Problem to solve » Return exactly the span of lines in the following data that opens with the line containing "(137, 1215)" and closes with the line containing "Note to the class: mark the white dress". Include nothing else.
START Records shown
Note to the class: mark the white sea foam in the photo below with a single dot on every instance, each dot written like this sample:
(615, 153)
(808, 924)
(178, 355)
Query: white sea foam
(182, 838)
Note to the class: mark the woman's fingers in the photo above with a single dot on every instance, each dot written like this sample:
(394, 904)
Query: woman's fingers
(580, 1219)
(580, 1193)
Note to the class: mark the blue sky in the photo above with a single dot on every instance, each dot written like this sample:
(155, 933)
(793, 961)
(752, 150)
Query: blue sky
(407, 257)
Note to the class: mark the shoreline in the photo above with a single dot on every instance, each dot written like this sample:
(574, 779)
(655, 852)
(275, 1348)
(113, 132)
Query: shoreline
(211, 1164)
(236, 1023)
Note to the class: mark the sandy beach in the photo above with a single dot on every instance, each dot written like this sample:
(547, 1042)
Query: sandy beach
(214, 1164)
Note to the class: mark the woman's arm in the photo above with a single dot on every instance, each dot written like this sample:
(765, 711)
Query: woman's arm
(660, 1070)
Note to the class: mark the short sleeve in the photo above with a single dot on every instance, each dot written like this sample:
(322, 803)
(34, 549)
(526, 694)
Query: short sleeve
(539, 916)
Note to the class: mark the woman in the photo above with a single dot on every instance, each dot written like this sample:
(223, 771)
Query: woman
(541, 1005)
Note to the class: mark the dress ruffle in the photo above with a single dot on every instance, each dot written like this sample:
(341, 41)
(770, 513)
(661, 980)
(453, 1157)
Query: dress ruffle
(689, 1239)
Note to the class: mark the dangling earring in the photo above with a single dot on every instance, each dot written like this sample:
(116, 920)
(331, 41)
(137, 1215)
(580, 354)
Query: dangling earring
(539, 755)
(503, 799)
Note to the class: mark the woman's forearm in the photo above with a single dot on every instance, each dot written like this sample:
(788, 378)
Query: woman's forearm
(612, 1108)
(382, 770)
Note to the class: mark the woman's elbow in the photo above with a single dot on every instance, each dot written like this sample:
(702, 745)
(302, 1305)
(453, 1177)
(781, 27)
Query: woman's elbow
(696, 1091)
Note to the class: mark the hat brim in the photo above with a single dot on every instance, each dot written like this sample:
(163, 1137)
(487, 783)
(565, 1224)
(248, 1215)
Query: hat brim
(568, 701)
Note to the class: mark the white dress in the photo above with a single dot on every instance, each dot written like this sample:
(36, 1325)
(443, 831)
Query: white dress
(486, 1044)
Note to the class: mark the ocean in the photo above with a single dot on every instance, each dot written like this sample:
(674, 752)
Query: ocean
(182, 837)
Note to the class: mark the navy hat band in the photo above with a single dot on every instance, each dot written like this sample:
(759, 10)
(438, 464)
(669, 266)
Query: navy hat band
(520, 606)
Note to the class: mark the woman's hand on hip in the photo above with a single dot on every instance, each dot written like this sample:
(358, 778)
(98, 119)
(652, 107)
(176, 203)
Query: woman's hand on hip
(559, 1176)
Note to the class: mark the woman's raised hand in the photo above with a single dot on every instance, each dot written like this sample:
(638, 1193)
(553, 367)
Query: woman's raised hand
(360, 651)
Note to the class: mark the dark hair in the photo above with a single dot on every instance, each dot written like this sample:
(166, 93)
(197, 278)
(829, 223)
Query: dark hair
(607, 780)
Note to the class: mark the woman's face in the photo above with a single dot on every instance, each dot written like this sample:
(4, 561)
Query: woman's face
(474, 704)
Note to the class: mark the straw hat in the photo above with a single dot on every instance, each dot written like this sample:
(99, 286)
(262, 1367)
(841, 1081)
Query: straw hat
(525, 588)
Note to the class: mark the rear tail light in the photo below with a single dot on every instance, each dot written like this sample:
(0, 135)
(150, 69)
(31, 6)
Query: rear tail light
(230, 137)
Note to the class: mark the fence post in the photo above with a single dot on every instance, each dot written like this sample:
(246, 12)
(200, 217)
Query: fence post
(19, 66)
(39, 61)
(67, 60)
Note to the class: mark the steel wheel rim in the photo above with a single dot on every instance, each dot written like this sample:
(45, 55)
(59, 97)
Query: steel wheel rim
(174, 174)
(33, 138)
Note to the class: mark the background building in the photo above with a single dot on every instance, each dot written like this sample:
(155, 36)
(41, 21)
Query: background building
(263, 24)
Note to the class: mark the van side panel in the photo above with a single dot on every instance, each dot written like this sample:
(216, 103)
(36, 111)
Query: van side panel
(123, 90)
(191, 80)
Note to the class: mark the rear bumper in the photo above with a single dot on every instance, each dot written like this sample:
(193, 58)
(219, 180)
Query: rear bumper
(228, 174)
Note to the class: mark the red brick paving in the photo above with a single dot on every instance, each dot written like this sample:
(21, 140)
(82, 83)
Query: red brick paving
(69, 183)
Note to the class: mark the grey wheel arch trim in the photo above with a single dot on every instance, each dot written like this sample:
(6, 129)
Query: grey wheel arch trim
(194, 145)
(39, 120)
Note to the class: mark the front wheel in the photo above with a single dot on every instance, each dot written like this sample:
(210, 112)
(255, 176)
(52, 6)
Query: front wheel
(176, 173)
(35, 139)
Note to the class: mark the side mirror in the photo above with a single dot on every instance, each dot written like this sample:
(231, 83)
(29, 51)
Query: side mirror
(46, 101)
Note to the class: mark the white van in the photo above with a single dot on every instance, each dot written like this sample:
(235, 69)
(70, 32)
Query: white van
END Records shown
Exercise output »
(137, 1215)
(580, 354)
Query: dangling earring
(539, 755)
(503, 799)
Note to the class: mark the woman's forearm in the photo above with a single dot on every instance, each dot written like this sample:
(788, 378)
Query: woman's forearm
(612, 1108)
(382, 770)
Note to the class: mark the woman's elbow in the photo above with a single dot on every instance, each dot written like this sample:
(702, 745)
(302, 1305)
(453, 1177)
(781, 27)
Query: woman's elbow
(696, 1091)
Note to the class: mark the hat brim in the photo above with a single dot on every instance, each dot written like this sample:
(163, 1137)
(487, 783)
(565, 1224)
(248, 1215)
Query: hat brim
(568, 701)
Note to the class: mark the white dress in the photo above with a single dot on every instance, each dot written like this sample:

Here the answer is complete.